Data:

────────────────

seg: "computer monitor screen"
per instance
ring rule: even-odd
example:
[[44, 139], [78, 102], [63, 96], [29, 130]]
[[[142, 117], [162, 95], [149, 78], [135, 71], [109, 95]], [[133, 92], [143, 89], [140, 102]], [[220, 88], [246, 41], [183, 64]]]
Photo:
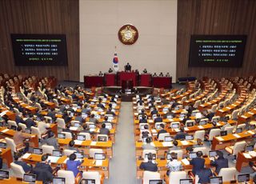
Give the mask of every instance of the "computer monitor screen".
[[36, 181], [36, 175], [31, 174], [24, 174], [23, 175], [23, 182], [35, 182]]
[[53, 178], [53, 184], [65, 184], [65, 178], [54, 177]]
[[242, 132], [242, 128], [237, 128], [237, 130], [235, 130], [235, 133], [238, 134]]
[[179, 181], [180, 184], [193, 184], [193, 179], [181, 179]]
[[33, 154], [42, 154], [42, 149], [41, 149], [41, 148], [33, 148]]
[[98, 136], [98, 142], [106, 142], [106, 136]]
[[179, 128], [179, 123], [173, 123], [171, 125], [171, 128], [173, 129], [178, 129]]
[[80, 184], [95, 184], [95, 179], [82, 179]]
[[0, 178], [2, 179], [9, 179], [9, 171], [0, 170]]
[[94, 154], [95, 160], [106, 160], [106, 154], [102, 153], [95, 153]]
[[190, 152], [190, 153], [189, 154], [189, 156], [190, 156], [190, 159], [194, 158], [197, 157], [197, 153], [195, 153], [195, 152]]
[[78, 140], [85, 141], [85, 140], [86, 140], [86, 135], [78, 135]]
[[66, 135], [65, 135], [65, 134], [58, 134], [58, 138], [65, 138]]
[[165, 136], [165, 142], [172, 142], [174, 140], [171, 136]]
[[246, 182], [250, 181], [250, 174], [242, 174], [238, 175], [238, 182]]
[[225, 136], [225, 135], [227, 135], [227, 131], [226, 130], [221, 131], [221, 136]]
[[0, 148], [6, 148], [6, 143], [0, 142]]
[[246, 146], [246, 151], [248, 152], [248, 151], [252, 151], [254, 150], [254, 145], [247, 145]]
[[74, 154], [77, 156], [77, 158], [78, 158], [78, 159], [82, 159], [83, 158], [83, 153], [75, 152]]
[[217, 155], [217, 152], [215, 150], [209, 151], [209, 157], [215, 157]]
[[162, 179], [150, 179], [149, 184], [162, 184]]
[[53, 156], [54, 157], [62, 157], [63, 153], [60, 150], [53, 150]]
[[185, 139], [186, 140], [193, 140], [194, 139], [194, 136], [193, 135], [186, 135], [185, 136]]
[[[148, 155], [149, 155], [148, 154], [145, 154], [145, 158], [146, 158], [146, 159], [147, 159]], [[153, 158], [153, 160], [157, 159], [157, 154], [152, 154], [152, 158]]]
[[222, 177], [210, 177], [210, 184], [222, 184]]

────────────────

Aim of the task:
Take the listing above and print it exactly, apart from the pictures.

Output:
seg: "computer monitor screen"
per instance
ring rule: even-odd
example:
[[44, 139], [78, 102], [63, 96], [29, 130]]
[[[142, 117], [162, 95], [149, 78], [135, 71], [109, 95]], [[133, 92], [143, 89], [140, 102]], [[220, 88], [246, 41], [183, 64]]]
Photo:
Give the mask of every instance of the "computer monitor screen".
[[36, 181], [36, 175], [31, 174], [24, 174], [23, 175], [23, 182], [35, 182]]
[[53, 178], [53, 184], [65, 184], [65, 178], [54, 177]]
[[242, 132], [242, 128], [237, 128], [237, 130], [235, 130], [235, 133], [238, 134]]
[[179, 181], [180, 184], [193, 184], [193, 179], [181, 179]]
[[33, 154], [42, 154], [42, 149], [41, 149], [41, 148], [33, 148]]
[[98, 136], [98, 142], [106, 142], [106, 136]]
[[179, 128], [179, 123], [173, 123], [171, 125], [171, 128], [173, 129], [178, 129]]
[[80, 184], [95, 184], [95, 179], [82, 179]]
[[0, 178], [2, 179], [9, 179], [9, 171], [0, 170]]
[[94, 154], [95, 160], [106, 160], [106, 154], [102, 153], [95, 153]]
[[190, 152], [190, 153], [189, 154], [189, 156], [190, 156], [190, 159], [194, 158], [197, 157], [197, 153], [195, 153], [195, 152]]
[[78, 140], [85, 141], [85, 140], [86, 140], [86, 135], [78, 135]]
[[66, 135], [65, 135], [65, 134], [58, 134], [58, 138], [65, 138]]
[[165, 136], [165, 142], [172, 142], [174, 140], [171, 136]]
[[246, 182], [250, 181], [250, 174], [242, 174], [238, 175], [238, 182]]
[[225, 136], [225, 135], [227, 135], [227, 131], [226, 130], [221, 131], [221, 136]]
[[0, 148], [6, 148], [6, 143], [0, 142]]
[[246, 146], [246, 151], [248, 152], [248, 151], [252, 151], [254, 150], [254, 145], [247, 145]]
[[74, 154], [77, 156], [77, 158], [78, 158], [78, 159], [82, 159], [83, 158], [83, 153], [75, 152]]
[[217, 155], [217, 152], [215, 150], [209, 151], [209, 157], [215, 157]]
[[162, 179], [150, 179], [149, 184], [162, 184]]
[[53, 156], [54, 157], [62, 157], [63, 153], [60, 150], [53, 150]]
[[185, 139], [186, 140], [193, 140], [194, 139], [194, 136], [193, 135], [186, 135], [185, 136]]
[[[148, 155], [149, 155], [148, 154], [145, 154], [145, 158], [146, 158], [146, 159], [147, 159]], [[153, 158], [153, 160], [157, 159], [157, 154], [152, 154], [152, 158]]]
[[222, 177], [210, 177], [210, 184], [222, 184]]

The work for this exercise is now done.